* _What to work on_:
How many of the lines below hold "white"? Only the number, please.

Records from a collection:
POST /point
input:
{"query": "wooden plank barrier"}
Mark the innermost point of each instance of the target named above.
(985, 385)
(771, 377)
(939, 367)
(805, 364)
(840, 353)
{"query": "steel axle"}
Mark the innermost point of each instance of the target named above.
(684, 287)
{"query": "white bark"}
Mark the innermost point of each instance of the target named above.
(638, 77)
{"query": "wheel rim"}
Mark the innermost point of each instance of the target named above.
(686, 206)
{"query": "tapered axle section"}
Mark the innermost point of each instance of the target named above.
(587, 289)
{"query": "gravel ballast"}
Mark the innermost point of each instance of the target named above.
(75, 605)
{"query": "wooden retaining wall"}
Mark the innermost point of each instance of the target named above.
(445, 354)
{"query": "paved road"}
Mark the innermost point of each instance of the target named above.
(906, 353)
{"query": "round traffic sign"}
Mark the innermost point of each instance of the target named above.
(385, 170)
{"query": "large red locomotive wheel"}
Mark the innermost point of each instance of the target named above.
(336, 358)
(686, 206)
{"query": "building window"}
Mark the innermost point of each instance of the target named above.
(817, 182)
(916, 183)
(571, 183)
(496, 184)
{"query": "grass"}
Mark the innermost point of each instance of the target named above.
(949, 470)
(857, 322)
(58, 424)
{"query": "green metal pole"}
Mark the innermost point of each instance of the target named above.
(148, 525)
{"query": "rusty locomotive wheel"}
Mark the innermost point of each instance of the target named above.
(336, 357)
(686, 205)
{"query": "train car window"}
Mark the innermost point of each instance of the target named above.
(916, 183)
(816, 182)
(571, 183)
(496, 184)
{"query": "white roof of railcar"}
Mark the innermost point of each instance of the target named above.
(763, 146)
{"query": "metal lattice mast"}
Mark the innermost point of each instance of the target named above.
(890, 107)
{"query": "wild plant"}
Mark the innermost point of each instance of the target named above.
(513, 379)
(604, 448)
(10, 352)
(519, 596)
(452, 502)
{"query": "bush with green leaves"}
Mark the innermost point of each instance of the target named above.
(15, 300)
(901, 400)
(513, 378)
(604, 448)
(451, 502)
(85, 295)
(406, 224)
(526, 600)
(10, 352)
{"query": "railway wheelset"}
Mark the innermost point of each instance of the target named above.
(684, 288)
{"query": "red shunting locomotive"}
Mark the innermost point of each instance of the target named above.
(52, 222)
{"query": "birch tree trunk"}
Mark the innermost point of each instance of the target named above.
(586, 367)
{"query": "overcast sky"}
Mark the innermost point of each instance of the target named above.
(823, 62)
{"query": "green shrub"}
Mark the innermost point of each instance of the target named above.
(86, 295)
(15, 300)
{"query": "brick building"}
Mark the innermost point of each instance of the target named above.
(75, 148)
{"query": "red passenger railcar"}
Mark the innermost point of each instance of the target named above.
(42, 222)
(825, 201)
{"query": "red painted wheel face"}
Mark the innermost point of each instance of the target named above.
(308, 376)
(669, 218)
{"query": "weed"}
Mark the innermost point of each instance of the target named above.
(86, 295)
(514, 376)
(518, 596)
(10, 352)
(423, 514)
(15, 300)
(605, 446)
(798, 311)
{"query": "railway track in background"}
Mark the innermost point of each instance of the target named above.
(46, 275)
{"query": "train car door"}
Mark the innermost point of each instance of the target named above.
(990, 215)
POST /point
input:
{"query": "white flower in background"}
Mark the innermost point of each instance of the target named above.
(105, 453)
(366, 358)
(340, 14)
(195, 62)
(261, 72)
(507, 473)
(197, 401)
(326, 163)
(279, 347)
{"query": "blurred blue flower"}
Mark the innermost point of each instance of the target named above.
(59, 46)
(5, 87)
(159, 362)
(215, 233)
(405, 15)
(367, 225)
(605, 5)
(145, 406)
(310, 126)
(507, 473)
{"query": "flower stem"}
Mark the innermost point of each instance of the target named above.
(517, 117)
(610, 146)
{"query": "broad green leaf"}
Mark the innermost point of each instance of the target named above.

* _Response box_:
3